Work to be completed: Rewrite the records that begin at the line containing "Provide an outline for every instance of the chrome" and stop after the line containing "Now the chrome", swapping "towel bar" for "towel rail" and leaving everything else unchanged.

Information given:
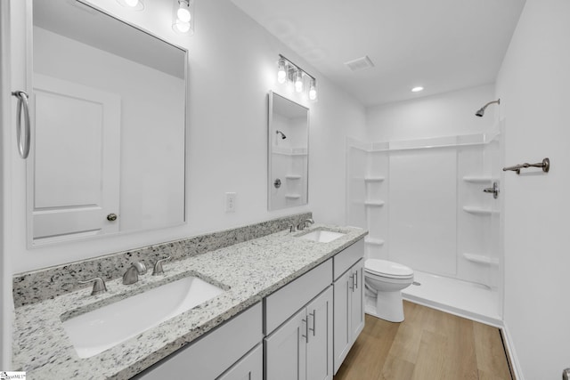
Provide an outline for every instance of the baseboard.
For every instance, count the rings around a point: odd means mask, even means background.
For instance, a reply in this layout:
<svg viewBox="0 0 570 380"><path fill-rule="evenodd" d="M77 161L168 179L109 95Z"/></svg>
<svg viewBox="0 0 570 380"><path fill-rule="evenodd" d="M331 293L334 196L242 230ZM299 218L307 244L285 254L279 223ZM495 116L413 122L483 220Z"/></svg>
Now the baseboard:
--
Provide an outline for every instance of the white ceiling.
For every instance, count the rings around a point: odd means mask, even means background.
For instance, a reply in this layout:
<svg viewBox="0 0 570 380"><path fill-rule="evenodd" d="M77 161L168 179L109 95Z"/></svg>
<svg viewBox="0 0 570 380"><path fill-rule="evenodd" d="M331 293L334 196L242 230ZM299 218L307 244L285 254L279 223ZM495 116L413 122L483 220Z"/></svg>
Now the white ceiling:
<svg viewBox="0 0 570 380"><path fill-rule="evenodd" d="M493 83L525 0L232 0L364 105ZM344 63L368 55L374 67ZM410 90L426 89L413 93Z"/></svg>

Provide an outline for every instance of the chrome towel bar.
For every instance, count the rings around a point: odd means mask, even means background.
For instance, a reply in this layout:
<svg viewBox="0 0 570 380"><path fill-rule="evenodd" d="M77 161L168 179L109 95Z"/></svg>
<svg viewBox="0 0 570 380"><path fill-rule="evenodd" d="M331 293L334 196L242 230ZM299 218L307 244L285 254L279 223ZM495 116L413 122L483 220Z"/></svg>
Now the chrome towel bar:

Exercise response:
Provide an outline for every instance of the chrome towel rail.
For every instance, count the rings around a point: odd means mask, even means background.
For instance, a reply in this layout:
<svg viewBox="0 0 570 380"><path fill-rule="evenodd" d="M77 161L168 179L109 95Z"/></svg>
<svg viewBox="0 0 570 380"><path fill-rule="evenodd" d="M331 293L334 196L242 230ZM299 218L307 244L285 254L279 223ZM495 116L413 122L483 220Z"/></svg>
Now the chrome towel rail:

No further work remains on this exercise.